Activity: Check each line of the material that follows, and copy those holding the string "with".

Task input:
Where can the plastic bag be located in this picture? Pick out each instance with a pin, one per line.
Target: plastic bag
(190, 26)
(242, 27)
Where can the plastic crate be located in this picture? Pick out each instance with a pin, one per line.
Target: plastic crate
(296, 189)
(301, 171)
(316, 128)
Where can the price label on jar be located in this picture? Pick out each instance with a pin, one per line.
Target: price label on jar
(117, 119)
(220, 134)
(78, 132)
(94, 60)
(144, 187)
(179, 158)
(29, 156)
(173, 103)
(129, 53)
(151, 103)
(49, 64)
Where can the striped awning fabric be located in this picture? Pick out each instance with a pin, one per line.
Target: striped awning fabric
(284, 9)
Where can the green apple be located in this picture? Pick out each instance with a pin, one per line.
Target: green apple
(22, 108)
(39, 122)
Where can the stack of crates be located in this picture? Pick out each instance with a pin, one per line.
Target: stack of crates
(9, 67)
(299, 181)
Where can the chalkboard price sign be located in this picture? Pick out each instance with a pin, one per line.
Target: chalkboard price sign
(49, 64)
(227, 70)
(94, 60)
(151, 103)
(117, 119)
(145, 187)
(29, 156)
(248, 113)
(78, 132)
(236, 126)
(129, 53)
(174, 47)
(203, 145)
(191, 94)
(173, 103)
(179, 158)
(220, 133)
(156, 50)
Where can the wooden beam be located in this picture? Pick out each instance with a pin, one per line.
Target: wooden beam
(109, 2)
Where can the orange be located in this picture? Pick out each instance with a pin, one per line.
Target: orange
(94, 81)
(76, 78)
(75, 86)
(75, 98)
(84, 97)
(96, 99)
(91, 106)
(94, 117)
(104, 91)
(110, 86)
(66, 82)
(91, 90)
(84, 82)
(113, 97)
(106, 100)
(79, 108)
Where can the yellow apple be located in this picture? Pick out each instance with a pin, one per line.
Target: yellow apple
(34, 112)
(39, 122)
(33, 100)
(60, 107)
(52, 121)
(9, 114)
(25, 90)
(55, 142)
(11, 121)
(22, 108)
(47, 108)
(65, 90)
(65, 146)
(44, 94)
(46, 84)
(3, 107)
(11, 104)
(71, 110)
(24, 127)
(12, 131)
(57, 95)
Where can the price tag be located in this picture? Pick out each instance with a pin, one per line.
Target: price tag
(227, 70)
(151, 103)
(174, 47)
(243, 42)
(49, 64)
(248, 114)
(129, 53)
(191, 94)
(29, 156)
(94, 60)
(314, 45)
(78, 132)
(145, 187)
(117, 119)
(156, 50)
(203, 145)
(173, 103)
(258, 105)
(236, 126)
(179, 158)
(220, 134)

Solution below:
Where can the plastic bag be located in this picture? Pick out each instance with a pin, one per line.
Where can the plastic crate be located in this picture? Pick out each instance with a pin, one per line.
Where can the price label on jar be located in this picture? Pick out each instance with a pin, one per line.
Where can the striped awning fabric be located in this picture? Pick out each instance with a pin, one per line.
Where can the green apple be located in this picture? Pick out each instance with a pin, one per line.
Where can the stack of crates be located in this picture? Pick out each instance with a pin, one per line.
Where can the chalkboard price sign be located in this picture? Pick out each instance with a pin, one per line.
Where can the wooden beam be located in this picture? Pick out each instance with a pin, one per line.
Where can the orange be located in this picture? Pick out each instance with a pin, one per line.
Where can the yellow apple be located in this picture? Pick out each instance with a pin, one per line.
Where can the price tag be located in this picture? Pick out each instance with a pin, one per line.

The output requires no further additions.